Reproduce exactly the lines from the one containing "Can you find the smiling" through the last line of the data, both ends included.

────

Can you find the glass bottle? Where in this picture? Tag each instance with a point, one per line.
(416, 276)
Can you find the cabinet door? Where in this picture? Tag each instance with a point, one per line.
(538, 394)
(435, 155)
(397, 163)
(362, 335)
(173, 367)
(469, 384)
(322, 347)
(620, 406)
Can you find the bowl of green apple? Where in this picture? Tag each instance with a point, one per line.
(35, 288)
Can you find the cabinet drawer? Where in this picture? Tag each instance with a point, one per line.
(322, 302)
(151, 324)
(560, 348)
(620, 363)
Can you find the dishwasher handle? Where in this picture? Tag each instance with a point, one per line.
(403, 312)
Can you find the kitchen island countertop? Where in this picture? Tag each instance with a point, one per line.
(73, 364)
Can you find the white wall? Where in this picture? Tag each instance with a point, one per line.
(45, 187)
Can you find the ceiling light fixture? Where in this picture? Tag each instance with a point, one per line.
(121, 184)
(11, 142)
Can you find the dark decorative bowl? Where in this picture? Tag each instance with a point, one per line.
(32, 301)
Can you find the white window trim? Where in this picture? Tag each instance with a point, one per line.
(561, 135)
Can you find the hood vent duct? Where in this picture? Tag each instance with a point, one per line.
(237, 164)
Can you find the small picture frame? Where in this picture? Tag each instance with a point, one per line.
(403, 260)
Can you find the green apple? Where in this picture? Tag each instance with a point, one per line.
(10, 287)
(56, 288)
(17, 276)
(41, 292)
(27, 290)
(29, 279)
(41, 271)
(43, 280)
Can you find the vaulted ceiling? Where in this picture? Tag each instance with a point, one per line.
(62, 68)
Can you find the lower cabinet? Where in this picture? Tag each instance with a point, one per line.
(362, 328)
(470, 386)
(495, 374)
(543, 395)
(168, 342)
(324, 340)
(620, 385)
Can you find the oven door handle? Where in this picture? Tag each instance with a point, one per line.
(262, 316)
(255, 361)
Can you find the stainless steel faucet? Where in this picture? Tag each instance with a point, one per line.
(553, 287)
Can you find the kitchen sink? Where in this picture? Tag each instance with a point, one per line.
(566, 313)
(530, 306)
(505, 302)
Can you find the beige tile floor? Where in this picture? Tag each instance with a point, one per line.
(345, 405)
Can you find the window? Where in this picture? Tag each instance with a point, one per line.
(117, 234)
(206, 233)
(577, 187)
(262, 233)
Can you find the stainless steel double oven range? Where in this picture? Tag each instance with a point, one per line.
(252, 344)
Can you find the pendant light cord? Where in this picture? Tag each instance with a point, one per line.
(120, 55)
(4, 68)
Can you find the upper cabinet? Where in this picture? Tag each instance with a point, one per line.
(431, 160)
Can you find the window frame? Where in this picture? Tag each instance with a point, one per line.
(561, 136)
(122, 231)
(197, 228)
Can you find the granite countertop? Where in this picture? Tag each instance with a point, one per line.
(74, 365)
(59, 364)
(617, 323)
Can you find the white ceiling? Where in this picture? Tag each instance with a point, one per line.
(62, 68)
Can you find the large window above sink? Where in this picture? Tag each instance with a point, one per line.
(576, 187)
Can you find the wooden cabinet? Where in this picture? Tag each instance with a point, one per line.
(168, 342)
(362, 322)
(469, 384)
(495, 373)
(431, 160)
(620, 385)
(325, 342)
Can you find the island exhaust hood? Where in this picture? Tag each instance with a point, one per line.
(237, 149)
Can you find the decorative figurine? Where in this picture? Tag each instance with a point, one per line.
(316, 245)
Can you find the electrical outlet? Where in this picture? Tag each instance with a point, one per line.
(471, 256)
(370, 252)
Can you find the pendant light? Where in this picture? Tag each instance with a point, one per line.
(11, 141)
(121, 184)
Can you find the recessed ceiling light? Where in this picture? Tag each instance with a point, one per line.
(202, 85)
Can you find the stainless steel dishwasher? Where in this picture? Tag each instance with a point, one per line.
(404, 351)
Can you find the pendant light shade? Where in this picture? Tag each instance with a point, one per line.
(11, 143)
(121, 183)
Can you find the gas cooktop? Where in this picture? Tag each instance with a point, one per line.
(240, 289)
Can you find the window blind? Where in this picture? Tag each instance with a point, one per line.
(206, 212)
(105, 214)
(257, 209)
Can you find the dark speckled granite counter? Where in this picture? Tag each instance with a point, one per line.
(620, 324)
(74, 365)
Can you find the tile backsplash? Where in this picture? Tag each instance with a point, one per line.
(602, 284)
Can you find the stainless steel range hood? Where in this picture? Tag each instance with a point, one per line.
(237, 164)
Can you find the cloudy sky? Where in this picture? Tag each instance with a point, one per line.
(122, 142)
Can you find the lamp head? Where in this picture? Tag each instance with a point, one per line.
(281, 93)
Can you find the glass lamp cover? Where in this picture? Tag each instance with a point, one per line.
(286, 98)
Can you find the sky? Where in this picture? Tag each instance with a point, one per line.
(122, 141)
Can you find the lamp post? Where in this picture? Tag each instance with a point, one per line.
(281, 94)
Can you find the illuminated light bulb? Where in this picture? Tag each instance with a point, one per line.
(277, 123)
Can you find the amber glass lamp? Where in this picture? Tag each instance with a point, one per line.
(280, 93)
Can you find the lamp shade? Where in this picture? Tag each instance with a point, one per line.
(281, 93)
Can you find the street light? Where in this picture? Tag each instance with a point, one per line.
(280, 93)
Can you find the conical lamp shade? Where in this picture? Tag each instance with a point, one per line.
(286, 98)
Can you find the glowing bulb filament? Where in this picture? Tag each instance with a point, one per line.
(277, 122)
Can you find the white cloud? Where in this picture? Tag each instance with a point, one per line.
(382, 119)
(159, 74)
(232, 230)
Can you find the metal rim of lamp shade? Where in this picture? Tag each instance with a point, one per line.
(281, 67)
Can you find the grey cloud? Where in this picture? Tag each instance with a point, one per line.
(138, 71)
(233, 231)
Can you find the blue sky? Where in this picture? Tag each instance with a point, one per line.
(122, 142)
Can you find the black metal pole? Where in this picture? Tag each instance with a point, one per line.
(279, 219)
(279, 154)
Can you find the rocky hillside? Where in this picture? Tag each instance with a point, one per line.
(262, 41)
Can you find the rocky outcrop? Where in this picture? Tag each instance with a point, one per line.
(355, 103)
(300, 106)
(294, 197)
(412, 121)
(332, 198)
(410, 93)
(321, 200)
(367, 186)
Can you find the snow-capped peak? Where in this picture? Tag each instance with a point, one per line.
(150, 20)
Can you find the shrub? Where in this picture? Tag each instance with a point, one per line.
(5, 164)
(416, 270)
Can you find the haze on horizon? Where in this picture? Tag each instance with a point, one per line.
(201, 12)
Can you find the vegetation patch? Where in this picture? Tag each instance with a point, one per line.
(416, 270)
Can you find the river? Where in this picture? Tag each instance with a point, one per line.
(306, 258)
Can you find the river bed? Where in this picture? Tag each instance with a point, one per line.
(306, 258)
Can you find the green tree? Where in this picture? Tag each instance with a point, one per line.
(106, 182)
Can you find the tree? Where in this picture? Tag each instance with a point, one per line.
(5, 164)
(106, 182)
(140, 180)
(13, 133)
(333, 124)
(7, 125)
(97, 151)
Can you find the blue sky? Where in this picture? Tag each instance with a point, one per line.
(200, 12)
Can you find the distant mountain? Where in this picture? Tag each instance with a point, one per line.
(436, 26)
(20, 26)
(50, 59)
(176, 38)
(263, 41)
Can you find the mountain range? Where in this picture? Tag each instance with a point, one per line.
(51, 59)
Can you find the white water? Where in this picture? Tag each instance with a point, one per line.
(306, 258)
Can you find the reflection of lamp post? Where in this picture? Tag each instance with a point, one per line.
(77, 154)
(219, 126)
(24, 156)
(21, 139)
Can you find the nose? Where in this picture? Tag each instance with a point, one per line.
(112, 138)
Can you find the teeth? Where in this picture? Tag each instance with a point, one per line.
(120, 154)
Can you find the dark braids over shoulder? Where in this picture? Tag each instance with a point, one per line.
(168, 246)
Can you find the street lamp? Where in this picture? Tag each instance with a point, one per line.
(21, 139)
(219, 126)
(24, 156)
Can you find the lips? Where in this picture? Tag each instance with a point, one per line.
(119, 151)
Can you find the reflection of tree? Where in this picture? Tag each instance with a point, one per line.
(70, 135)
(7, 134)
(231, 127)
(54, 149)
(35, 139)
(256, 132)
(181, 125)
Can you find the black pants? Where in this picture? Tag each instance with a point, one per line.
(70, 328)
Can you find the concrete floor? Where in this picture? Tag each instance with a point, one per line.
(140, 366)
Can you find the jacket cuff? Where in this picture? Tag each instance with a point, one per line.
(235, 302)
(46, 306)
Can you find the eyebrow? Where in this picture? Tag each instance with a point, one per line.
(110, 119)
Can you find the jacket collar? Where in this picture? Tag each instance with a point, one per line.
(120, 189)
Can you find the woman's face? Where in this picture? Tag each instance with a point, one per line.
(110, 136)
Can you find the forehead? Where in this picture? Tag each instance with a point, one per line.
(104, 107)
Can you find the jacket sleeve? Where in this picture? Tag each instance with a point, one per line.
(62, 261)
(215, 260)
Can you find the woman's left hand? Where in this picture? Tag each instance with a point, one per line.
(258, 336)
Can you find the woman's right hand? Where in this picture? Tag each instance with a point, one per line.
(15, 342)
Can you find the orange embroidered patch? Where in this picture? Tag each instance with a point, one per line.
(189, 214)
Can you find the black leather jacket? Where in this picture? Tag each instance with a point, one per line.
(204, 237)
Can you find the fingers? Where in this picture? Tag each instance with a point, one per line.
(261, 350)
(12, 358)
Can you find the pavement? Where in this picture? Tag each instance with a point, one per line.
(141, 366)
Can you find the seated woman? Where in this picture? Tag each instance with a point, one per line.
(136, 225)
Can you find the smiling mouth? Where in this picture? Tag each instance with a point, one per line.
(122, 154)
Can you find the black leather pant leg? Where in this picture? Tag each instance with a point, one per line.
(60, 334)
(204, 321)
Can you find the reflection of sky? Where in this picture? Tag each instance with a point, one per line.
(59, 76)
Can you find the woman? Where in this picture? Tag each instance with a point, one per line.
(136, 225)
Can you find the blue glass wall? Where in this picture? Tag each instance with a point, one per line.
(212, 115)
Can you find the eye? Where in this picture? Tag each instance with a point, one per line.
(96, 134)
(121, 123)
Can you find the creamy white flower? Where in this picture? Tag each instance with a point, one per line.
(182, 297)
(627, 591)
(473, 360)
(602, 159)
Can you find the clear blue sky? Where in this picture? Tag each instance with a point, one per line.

────

→ Expected answer
Can you find the smiling mouth? Where in this picture? Tag each instance with a point, one per line.
(122, 154)
Can you find the black leather pant leg? Where in this picture? Tag each instance with a point, one per line.
(60, 334)
(204, 321)
Can you find the reflection of sky? Where in this picture? Tag each instance with a point, one per line.
(59, 76)
Can you find the woman? Where in this picture? Tag each instance with a point, one per line.
(136, 225)
Can you find the blue glass wall? Where in this picture? Tag each instance with a point, one per line.
(212, 115)
Can you find the eye? Where in this picture? Tag each instance with a point, one per line.
(96, 134)
(121, 123)
Can you find the creamy white flower? Where in this picture? Tag each instance with a point, one per line.
(182, 297)
(627, 591)
(473, 360)
(602, 159)
Can you find the clear blue sky? Where in this picture? Tag each instance with a point, one per line.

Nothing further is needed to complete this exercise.